▶ **Page extract**:
========
Rachel and I went to the crypt where Maria Theresia and crew are buried.  Basically all of the Hapsburgs are down there.  All the Franz Josephs and such.  Question: why did they use to make tombs so creepy?  What was with all the skulls?  We know they're dead!  But it was interesting to see all of that, especially Maria Theresia's enormous tomb, 20 billion times the size of everyone else's.

I saw Der Besuch der Alten Dame at Volkstheater, and understood it way better than when I had to read it in German class sophomore year.  It was so, so much more frightening onstage though.  I didn't understand that it was actually that scary.  But they did it with an amazing set, complete with a portrait that bled when chopped with an axe, and lots of lawnmowers to represent the collective mind.  And real gun shots, apparently.

Also saw a ballet at the Staatsoper.  Onegin from Tchaikovsky.  I liked it a lot more than I thought I would, and wished I could dance.  Also wished Onegin was not such a stupid man and felt sorry for all the characters.  And dealt with Italian tourists being far more obnoxious than us.
========
▶ **Object pointing data rows**:
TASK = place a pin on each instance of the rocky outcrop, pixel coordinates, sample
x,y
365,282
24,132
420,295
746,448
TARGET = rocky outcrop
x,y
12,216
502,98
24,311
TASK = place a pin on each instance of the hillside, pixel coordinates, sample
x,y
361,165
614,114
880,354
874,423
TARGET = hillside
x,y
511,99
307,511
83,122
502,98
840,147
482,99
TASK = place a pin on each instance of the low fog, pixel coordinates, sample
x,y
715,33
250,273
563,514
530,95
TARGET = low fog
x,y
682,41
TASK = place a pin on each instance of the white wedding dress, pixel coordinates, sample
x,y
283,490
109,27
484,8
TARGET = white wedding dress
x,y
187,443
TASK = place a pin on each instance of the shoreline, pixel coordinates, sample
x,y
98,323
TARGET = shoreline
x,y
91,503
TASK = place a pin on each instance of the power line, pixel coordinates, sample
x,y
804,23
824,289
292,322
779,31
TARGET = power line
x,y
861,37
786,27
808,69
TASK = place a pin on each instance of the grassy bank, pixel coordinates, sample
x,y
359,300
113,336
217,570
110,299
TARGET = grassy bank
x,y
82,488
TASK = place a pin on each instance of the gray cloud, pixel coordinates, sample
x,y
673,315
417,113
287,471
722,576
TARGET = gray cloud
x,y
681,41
========
▶ **Problems and tasks**:
**1)** Switch every "pixel coordinates" in the listing to "image coordinates" and write out all of its lines again, leaving everything else as it is.
**2)** Proceed with the journal entry about visiting the crypt, the theater, and the ballet, picking up right after its final sentence.
The journal entry and the listing are unrelated to each other.

▶ **Written responses**:
**1)**
TASK = place a pin on each instance of the rocky outcrop, image coordinates, sample
x,y
365,282
24,132
420,295
746,448
TARGET = rocky outcrop
x,y
12,216
502,98
24,311
TASK = place a pin on each instance of the hillside, image coordinates, sample
x,y
361,165
614,114
880,354
874,423
TARGET = hillside
x,y
511,99
307,511
83,122
502,98
840,147
482,99
TASK = place a pin on each instance of the low fog, image coordinates, sample
x,y
715,33
250,273
563,514
530,95
TARGET = low fog
x,y
682,41
TASK = place a pin on each instance of the white wedding dress, image coordinates, sample
x,y
283,490
109,27
484,8
TARGET = white wedding dress
x,y
187,443
TASK = place a pin on each instance of the shoreline, image coordinates, sample
x,y
98,323
TARGET = shoreline
x,y
91,503
TASK = place a pin on each instance of the power line, image coordinates, sample
x,y
804,23
824,289
292,322
779,31
TARGET = power line
x,y
861,37
786,27
808,69
TASK = place a pin on each instance of the grassy bank, image coordinates, sample
x,y
359,300
113,336
217,570
110,299
TARGET = grassy bank
x,y
82,488
TASK = place a pin on each instance of the gray cloud, image coordinates, sample
x,y
673,315
417,113
287,471
722,576
TARGET = gray cloud
x,y
681,41

**2)**
Today we were back in the Wald again, starting at the Lainzier Tiergarten, an old hunting ground for some rich guy who built a house for Sisi there, who, as predicted, hated it and continued to be stupid and spoiled.  There were rams and deer frequenting the place, but none of the promised wild boar (and we looked).  There were also many small children, including the bilingual family consisting of a very annoyed father, and Martin, who just would not get his shoes.  We ended up walking/hiking forever today, got up to the top of a foothill that overlooked all of Vienna, and went down the long way.  We covered a lot of ground.  Fortunately there was a cafe with some Spargelcremesuppe and Sachertorte to keep us all happy.  It is beautiful.  I want to live/camp in the Wienerwald.  

13 May, 2008

Wenn wir uns kennen...

Let's talk about Innsbruck/the best place I have ever been.

Friday morning Rob, Rachel S, Kevin, and I left on a train at 9:30 out of Wien Westbahnhof, headed for Innsbruck.  It was a crowded train, and mostly reserved, but after some searching we found four seats together.  It also became a boiling hot train as noon approached and there was no air.  But it was a beautiful ride through the countryside of Austria, with the hills getting bigger and bigger until they finally became mountains.  We hopped off at Salzburg to get some air for about five minutes, and just stood pointing at the mountains yelling "BERGEN!"  (Sometimes, when you know a word in Deutsch, you simply begin to loudly name everything around you, forgetting that everyone else there most likely has known that word for quite a long time).  We arrived in Innsbruck about five hours after we left.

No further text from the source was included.